WORK REQUIRED:
Please return the lines of the data that contain "tree".

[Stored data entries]
■ ■ ■

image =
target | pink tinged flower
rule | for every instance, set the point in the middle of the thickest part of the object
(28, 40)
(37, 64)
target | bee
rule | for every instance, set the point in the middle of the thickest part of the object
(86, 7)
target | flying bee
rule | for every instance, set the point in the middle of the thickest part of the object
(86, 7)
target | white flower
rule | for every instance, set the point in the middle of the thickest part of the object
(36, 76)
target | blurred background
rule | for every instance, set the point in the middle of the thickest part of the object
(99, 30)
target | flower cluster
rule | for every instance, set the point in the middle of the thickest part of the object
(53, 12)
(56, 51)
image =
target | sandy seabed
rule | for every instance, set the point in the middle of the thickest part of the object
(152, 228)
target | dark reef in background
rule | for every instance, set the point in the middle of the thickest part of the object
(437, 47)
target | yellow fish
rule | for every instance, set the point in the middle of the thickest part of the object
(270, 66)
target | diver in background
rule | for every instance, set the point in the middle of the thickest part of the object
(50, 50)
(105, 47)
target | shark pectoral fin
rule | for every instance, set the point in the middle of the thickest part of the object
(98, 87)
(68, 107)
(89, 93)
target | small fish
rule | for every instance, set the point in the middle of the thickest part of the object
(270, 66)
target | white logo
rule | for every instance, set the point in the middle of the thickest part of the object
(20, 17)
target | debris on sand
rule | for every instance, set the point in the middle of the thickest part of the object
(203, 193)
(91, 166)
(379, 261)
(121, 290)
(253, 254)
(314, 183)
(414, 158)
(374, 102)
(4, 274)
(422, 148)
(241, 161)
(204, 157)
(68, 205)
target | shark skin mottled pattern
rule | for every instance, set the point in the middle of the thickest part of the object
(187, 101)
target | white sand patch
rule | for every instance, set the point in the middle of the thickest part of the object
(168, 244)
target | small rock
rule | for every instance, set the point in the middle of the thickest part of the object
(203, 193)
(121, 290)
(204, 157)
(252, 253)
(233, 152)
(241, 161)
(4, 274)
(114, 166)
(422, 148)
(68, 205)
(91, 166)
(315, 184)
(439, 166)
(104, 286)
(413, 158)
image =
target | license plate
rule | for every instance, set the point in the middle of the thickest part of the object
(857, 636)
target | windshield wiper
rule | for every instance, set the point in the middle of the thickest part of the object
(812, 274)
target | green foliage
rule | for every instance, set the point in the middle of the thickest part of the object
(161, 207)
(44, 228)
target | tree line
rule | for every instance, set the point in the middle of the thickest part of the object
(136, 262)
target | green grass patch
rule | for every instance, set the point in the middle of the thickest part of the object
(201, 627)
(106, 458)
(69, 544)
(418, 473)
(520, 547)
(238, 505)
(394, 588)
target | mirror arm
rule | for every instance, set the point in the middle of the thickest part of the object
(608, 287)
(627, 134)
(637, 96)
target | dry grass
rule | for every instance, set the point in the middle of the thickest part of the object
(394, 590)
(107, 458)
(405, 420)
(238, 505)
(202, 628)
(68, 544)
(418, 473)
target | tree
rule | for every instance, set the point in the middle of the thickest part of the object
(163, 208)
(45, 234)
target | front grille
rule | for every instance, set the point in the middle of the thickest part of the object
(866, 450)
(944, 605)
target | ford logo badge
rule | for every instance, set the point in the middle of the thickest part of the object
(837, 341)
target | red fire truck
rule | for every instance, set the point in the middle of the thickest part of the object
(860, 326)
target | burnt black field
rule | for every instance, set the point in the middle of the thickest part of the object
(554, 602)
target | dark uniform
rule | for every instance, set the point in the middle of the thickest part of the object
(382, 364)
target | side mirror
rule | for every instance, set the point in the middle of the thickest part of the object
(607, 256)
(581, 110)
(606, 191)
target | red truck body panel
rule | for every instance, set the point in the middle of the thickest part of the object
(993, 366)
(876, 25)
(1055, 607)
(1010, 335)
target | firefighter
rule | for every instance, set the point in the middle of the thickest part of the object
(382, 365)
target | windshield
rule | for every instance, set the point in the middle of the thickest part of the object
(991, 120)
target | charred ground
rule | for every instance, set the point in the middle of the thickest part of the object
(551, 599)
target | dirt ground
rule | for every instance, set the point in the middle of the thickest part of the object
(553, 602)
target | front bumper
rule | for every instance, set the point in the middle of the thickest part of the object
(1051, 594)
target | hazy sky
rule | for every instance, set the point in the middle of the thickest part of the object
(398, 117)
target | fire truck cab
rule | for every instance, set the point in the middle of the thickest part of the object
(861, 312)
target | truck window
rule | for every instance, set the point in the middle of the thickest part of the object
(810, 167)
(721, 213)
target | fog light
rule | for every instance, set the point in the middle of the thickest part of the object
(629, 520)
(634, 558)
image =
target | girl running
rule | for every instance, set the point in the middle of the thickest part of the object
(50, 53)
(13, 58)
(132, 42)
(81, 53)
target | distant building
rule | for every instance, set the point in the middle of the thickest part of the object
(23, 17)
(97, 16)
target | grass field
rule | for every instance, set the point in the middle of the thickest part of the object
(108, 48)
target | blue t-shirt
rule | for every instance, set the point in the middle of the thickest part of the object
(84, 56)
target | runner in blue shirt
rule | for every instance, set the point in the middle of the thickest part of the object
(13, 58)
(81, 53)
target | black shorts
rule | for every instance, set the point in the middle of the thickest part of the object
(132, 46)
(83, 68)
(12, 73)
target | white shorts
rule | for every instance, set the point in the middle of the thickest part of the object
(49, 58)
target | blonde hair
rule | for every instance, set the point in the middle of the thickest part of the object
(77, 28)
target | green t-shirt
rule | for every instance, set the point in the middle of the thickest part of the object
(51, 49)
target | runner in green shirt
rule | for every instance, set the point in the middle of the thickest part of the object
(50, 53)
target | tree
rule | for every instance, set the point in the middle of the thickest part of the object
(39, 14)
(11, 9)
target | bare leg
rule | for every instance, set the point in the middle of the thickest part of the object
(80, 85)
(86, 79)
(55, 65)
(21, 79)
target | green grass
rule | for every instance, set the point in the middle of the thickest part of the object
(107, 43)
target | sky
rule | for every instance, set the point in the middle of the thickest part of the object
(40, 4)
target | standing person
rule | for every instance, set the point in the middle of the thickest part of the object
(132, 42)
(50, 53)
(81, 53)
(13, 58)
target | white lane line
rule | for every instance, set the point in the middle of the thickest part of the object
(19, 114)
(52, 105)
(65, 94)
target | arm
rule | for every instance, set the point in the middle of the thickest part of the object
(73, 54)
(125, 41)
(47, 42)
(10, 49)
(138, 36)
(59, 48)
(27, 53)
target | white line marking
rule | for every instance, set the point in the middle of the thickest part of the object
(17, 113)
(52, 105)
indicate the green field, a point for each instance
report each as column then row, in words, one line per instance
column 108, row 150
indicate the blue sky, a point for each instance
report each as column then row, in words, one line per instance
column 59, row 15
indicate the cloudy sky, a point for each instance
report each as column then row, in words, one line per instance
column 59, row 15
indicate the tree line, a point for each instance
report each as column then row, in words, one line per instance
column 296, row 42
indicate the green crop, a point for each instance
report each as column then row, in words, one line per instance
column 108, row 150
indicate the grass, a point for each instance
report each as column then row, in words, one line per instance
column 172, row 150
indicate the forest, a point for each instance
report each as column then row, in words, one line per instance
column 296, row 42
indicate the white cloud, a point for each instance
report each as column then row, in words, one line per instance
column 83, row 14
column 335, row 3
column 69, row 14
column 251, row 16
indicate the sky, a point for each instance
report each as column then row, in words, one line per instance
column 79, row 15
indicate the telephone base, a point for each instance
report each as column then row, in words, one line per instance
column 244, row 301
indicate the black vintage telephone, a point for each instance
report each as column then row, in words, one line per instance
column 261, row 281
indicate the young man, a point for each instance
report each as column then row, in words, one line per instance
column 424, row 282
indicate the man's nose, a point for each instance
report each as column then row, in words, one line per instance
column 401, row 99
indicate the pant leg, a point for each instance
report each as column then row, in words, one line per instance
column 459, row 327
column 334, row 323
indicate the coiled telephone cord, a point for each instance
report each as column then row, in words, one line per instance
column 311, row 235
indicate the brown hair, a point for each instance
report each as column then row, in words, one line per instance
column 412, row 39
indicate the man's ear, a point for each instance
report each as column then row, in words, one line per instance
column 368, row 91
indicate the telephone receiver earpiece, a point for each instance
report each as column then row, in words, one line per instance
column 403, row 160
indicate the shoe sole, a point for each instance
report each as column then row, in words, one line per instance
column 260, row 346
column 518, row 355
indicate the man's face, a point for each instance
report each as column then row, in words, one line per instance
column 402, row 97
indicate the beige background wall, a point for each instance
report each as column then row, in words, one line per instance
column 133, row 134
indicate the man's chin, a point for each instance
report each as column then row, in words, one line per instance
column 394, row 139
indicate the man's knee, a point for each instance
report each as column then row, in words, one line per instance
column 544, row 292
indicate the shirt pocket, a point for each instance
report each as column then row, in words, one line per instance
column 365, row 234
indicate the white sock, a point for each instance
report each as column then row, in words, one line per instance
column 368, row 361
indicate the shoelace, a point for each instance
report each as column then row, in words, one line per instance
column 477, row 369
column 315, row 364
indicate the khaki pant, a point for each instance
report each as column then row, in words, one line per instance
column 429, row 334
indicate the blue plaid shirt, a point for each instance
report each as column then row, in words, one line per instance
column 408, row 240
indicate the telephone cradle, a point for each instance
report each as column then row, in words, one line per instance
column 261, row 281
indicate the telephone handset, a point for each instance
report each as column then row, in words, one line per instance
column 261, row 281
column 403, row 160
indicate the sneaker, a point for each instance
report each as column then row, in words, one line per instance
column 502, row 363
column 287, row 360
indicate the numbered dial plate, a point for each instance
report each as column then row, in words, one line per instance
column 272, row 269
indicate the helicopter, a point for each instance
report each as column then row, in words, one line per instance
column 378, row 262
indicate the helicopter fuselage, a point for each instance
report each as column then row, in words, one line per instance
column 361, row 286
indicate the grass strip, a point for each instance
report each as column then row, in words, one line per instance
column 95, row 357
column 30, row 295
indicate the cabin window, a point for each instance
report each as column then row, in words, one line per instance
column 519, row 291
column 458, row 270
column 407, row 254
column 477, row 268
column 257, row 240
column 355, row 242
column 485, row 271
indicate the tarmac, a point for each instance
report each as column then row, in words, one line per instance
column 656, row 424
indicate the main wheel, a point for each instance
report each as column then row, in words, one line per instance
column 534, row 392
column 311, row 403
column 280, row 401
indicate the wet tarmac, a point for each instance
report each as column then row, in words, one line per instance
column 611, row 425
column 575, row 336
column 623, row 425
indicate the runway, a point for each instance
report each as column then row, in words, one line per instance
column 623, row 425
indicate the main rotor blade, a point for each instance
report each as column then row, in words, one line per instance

■ ■ ■

RESPONSE TO THIS TASK:
target | tree line
target | tree
target | tree
indicate the tree line, a point for each instance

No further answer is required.